Exercise> Exactly reproduce the line that contains "In the picture above, where can the window frame" and all lines after it in the entries below, through the very last line.

====== Material supplied ======

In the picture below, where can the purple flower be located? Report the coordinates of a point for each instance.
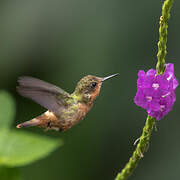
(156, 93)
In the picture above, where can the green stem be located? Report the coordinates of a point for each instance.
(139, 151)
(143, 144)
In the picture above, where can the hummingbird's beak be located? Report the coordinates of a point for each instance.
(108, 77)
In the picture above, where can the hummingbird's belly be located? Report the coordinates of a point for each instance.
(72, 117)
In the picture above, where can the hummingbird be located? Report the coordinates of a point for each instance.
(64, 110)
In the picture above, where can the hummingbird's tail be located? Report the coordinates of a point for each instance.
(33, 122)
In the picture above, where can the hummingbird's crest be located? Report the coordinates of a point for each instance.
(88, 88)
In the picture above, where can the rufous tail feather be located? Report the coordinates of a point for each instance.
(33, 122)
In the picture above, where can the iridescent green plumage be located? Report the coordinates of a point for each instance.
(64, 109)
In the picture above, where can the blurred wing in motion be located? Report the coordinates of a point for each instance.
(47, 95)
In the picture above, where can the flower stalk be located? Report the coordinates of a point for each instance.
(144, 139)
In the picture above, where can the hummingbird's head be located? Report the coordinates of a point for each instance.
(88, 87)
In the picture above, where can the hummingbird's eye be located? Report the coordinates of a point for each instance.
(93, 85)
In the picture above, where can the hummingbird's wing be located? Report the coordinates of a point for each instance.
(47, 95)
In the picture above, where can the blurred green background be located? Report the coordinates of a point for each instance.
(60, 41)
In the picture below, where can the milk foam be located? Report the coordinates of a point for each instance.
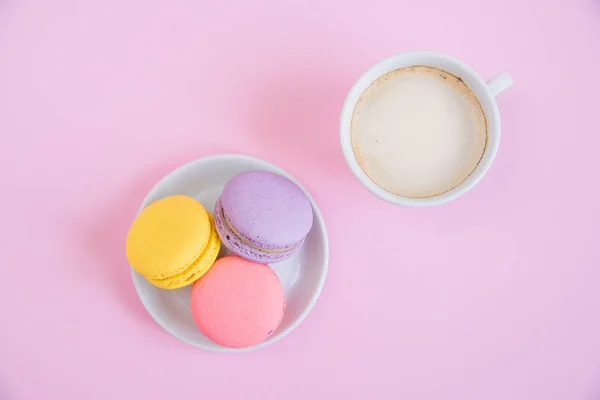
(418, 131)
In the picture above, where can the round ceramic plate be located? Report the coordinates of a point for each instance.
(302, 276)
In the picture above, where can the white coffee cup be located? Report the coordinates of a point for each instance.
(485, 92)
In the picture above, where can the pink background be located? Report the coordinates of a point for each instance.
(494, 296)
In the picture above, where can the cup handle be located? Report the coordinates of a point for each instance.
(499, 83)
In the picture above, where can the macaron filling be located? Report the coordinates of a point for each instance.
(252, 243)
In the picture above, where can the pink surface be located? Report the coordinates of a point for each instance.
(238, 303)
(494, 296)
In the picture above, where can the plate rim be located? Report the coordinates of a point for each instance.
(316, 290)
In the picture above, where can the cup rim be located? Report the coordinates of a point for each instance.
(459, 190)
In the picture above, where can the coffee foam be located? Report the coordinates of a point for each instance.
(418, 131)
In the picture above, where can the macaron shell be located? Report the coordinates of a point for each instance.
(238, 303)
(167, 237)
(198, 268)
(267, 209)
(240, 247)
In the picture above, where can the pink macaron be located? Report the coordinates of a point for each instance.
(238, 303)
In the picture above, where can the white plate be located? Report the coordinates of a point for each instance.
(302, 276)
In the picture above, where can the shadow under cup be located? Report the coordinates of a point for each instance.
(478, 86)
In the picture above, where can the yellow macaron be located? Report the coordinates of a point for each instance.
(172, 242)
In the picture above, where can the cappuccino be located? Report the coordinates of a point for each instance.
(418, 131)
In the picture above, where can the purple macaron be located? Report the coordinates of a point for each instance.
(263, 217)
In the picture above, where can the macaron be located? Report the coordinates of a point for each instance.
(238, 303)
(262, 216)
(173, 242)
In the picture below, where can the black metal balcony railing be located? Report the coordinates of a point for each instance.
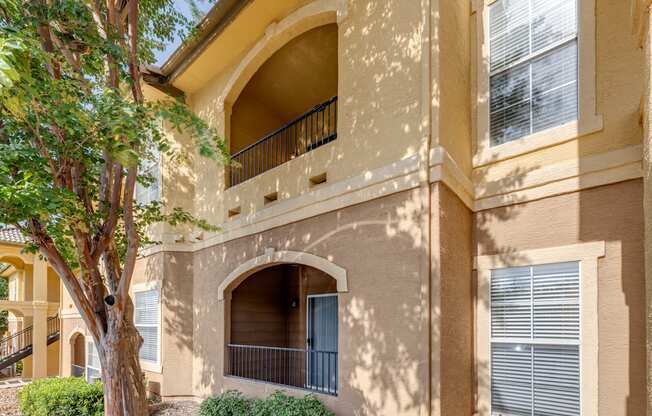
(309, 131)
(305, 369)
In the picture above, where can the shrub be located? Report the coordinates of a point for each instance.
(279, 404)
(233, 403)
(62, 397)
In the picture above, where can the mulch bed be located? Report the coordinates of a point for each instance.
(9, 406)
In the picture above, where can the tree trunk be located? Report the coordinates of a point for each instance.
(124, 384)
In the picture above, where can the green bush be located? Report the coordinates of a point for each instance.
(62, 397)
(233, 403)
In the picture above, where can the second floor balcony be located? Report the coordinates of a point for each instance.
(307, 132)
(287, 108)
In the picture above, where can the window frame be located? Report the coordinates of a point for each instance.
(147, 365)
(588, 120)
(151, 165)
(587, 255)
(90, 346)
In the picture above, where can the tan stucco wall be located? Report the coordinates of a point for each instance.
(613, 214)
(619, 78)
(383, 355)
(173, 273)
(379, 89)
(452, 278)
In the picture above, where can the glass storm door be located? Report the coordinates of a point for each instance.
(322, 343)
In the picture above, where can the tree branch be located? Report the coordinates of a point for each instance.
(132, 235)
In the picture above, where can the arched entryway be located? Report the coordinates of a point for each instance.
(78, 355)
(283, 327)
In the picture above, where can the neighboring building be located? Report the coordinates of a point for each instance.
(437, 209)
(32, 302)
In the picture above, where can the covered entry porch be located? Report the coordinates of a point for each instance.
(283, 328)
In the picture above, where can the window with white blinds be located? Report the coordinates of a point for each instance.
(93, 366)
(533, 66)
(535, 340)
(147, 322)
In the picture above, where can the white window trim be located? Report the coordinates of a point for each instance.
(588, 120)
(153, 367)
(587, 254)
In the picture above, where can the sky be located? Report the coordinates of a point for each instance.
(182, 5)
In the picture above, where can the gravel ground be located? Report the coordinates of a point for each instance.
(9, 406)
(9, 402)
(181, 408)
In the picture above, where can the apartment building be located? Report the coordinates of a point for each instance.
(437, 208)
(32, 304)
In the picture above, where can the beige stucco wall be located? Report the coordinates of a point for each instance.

======

Reply to the exercise>
In the picture above, where can the window frame be located? Report the coordinates of a point for each instance.
(147, 365)
(588, 120)
(151, 165)
(587, 255)
(90, 346)
In the picture above, where can the tan stucco wall be located? Report the coordinates of a point for each instance.
(613, 214)
(619, 78)
(383, 355)
(173, 273)
(379, 89)
(452, 278)
In the picture above, where can the glass storm door be located? Report the coordinates of a point for each instance.
(322, 343)
In the picture above, where can the tree branch be located? Report the coordinates of a point for each instance.
(132, 235)
In the picture above, where can the arched entryway be located? Report the coordinates of a point for each instance.
(78, 355)
(283, 327)
In the picture above, where can the neighboring building be located? Report the coordinates of a point for each instance.
(437, 209)
(32, 302)
In the picture above, where can the covered entry porch be located? Report the coordinates of a point for each instance.
(283, 328)
In the picture above, where can the window with white blinds be located? Report the coordinates of a point for each instance.
(93, 366)
(533, 66)
(535, 340)
(147, 322)
In the picture above, where can the white window trim be located? Report the coordinates of a point for each instance.
(588, 120)
(153, 367)
(587, 254)
In the picture above, where can the sky be located? Report the coordinates of a point for each instance.
(182, 5)
In the picture above, where can the gravel ground be located? Report the coordinates of a point for each instance.
(9, 406)
(9, 402)
(181, 408)
In the picture above, where can the apartment building be located? Report the coordinates of a point for each instance.
(437, 208)
(32, 304)
In the picture above, where can the beige stucco wall be located? Report the coordinates of a point for each instance.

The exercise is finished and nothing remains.